> _Work to complete_: Output the line containing "Please put a point on each instance of the cardboard" and all subsequent lines of the listing below, copied exactly, with no other lines.

> _Data extract_:
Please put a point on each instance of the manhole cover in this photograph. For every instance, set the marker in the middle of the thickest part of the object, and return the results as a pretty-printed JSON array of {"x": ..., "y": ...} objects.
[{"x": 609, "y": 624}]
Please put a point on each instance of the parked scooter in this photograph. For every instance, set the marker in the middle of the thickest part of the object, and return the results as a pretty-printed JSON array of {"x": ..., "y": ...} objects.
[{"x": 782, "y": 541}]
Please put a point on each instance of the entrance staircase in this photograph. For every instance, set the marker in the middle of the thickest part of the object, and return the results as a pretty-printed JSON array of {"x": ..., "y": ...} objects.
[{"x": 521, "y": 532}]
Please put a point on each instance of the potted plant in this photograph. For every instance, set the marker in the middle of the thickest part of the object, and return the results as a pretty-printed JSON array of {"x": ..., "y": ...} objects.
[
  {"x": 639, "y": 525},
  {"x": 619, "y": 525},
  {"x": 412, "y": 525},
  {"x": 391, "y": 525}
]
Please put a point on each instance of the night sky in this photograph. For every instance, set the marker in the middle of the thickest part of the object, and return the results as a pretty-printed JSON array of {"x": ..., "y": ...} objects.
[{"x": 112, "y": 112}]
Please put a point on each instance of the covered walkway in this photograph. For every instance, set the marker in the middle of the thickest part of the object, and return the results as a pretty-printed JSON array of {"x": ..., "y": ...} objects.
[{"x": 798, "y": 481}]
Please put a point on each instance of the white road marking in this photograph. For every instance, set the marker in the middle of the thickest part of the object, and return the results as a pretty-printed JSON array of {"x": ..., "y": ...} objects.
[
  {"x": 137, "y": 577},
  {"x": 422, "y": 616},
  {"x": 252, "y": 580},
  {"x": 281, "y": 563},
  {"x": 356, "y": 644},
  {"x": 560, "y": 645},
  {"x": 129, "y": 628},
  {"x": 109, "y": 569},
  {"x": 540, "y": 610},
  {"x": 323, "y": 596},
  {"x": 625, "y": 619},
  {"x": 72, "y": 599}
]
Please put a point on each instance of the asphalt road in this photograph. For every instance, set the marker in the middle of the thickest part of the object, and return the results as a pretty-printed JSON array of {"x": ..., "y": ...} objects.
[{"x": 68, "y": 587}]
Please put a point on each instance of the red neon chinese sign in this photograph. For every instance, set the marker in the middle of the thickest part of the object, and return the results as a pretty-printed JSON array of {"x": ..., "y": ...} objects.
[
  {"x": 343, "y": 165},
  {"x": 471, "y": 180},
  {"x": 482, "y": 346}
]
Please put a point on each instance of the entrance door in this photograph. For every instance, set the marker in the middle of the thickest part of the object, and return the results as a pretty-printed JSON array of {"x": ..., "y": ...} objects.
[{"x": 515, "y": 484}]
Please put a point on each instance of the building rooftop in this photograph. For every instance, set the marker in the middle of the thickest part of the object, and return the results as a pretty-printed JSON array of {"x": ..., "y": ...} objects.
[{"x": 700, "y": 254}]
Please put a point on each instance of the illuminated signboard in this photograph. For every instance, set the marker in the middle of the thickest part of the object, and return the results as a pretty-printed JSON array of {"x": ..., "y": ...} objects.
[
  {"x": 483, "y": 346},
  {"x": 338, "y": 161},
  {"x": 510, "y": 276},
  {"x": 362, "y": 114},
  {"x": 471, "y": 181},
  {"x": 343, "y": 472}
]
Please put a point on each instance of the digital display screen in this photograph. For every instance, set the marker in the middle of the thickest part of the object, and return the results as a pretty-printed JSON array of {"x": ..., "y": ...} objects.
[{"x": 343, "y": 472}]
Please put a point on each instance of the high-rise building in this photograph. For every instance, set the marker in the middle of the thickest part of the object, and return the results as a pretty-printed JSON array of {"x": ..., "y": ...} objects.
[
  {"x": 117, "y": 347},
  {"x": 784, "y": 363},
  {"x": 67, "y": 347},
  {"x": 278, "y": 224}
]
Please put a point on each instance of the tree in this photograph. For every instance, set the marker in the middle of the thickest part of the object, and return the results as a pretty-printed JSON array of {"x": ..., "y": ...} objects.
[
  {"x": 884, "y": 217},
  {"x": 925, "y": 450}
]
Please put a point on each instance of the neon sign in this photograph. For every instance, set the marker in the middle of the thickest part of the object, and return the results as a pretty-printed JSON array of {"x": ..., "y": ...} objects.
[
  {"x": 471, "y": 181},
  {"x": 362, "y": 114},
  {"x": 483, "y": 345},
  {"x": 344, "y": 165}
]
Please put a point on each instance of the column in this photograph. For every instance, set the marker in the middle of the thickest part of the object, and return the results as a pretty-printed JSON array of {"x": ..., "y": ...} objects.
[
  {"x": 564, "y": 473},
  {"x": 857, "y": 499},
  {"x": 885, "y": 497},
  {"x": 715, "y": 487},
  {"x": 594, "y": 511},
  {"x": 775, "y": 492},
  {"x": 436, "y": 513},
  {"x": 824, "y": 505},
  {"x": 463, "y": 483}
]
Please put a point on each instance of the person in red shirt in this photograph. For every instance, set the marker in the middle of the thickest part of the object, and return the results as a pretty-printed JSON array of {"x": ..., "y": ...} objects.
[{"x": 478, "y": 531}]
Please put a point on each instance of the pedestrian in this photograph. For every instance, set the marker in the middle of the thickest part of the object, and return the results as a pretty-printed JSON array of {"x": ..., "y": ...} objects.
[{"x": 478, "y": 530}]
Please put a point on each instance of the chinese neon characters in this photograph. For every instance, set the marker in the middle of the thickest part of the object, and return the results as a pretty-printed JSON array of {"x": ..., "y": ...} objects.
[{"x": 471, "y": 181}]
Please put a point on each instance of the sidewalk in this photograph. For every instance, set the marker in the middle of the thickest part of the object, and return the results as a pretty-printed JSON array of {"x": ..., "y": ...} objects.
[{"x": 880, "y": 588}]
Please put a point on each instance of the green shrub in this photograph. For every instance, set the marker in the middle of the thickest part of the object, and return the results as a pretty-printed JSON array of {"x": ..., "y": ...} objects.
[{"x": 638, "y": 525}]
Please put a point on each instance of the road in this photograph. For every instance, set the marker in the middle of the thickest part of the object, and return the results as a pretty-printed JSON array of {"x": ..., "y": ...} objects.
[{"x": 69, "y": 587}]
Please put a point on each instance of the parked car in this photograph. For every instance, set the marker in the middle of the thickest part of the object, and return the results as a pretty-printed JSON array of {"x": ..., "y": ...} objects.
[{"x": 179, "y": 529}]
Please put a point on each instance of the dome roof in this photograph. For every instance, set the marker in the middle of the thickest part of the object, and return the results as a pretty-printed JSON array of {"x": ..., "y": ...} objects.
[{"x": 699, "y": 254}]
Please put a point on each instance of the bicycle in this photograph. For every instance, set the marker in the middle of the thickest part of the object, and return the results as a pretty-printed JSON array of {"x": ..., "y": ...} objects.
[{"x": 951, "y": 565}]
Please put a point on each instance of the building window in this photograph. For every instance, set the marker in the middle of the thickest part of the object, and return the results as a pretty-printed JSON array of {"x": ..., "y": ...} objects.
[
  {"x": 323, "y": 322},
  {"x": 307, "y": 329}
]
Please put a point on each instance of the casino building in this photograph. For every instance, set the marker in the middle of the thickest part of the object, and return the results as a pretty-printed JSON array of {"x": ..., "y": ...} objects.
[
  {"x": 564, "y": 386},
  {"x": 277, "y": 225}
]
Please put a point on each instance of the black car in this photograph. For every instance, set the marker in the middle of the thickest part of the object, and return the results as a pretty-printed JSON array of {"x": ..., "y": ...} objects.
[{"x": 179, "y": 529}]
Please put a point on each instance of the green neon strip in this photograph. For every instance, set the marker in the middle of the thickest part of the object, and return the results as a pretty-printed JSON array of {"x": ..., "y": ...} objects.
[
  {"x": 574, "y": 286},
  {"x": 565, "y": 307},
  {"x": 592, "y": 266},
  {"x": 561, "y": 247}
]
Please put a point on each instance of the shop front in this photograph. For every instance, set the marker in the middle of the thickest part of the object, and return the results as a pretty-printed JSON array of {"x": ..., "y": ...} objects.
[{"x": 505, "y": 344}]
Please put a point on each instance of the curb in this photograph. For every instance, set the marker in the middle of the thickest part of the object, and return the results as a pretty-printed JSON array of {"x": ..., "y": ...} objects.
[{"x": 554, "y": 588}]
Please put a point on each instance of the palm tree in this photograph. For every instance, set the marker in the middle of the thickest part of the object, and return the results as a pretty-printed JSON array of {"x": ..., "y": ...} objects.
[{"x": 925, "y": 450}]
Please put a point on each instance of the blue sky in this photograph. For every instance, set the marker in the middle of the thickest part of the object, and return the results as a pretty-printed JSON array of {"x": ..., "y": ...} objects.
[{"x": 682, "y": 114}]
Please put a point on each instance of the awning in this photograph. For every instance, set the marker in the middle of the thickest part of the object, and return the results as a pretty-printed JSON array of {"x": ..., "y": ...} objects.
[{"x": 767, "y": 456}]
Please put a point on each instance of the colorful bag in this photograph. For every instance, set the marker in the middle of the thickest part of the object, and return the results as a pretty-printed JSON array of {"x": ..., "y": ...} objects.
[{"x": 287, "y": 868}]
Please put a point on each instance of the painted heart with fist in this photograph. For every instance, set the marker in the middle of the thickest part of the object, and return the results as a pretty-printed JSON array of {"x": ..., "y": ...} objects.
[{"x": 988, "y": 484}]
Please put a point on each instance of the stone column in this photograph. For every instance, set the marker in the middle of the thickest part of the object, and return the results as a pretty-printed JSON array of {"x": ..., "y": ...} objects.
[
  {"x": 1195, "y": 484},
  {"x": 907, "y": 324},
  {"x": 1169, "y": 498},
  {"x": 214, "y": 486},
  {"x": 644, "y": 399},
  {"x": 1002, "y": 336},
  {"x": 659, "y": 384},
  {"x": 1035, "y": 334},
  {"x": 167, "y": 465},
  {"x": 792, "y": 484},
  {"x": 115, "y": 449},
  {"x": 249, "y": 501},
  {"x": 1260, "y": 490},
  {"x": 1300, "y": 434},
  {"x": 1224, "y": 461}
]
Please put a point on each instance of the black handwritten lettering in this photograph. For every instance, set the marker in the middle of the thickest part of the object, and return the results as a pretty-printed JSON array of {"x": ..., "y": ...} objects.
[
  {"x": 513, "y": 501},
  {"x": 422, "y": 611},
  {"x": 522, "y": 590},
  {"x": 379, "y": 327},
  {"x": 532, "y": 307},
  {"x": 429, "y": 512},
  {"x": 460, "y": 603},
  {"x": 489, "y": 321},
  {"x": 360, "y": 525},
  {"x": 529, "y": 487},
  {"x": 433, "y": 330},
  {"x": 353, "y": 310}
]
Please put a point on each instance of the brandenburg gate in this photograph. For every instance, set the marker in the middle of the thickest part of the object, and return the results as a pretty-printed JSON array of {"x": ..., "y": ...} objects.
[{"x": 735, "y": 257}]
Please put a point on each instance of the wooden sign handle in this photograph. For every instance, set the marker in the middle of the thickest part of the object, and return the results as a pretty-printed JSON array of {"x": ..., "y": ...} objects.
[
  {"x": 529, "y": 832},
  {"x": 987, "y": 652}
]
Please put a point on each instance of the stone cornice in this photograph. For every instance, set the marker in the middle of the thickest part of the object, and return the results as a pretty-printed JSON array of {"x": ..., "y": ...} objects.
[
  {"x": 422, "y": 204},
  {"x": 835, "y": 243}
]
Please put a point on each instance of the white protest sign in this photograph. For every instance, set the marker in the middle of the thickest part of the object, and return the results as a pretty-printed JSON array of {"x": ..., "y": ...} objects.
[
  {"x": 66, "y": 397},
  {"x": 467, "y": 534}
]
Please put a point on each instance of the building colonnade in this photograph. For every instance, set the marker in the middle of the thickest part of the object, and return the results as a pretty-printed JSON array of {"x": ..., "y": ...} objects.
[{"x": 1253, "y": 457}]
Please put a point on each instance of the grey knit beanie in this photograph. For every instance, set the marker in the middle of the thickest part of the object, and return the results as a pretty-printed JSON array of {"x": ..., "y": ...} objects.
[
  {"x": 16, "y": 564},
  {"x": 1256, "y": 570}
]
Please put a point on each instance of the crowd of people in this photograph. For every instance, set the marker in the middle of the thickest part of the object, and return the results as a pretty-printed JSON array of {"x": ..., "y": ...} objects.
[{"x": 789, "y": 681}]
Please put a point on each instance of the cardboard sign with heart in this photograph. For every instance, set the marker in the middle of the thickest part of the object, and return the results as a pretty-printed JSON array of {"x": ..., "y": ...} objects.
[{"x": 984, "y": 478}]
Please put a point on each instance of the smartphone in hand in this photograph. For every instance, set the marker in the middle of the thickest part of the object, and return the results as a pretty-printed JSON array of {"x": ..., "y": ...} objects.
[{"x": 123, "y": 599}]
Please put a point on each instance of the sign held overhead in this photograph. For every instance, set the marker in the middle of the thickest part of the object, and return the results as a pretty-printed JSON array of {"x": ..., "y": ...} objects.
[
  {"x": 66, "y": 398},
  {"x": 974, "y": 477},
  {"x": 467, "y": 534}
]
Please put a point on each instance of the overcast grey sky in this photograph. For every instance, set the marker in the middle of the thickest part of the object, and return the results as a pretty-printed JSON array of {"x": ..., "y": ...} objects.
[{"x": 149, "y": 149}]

> _Right answer_:
Please put a point on each instance of the cardboard sign with heart in this photograph. For every instance, set the marker in the middle of the thickest part of the object, and return the results as a pretty-printed JSON array of {"x": ..., "y": ...} objects.
[{"x": 984, "y": 478}]
Please put a point on each instance of the smartphone in hand in this photograph. For every instance, set the marker in the middle of the thickest part of the object, and return the results as a pretty-printed JSON array of {"x": ..., "y": ...} objects.
[{"x": 123, "y": 599}]
Please put a point on each instance of the sign held overhead in this photograph. For every instance, set the marker in the middle of the thickest part of the object, and return the results as a pretty-printed JSON array of {"x": ..., "y": ...} objects.
[
  {"x": 66, "y": 398},
  {"x": 974, "y": 477},
  {"x": 467, "y": 534}
]
Please put a point on each instance of the overcast grey sky in this photograph. For every instance, set the marker in the middle of the thickest part of the object, and return the results as a pretty-printed JSON array of {"x": ..., "y": ...} objects.
[{"x": 149, "y": 149}]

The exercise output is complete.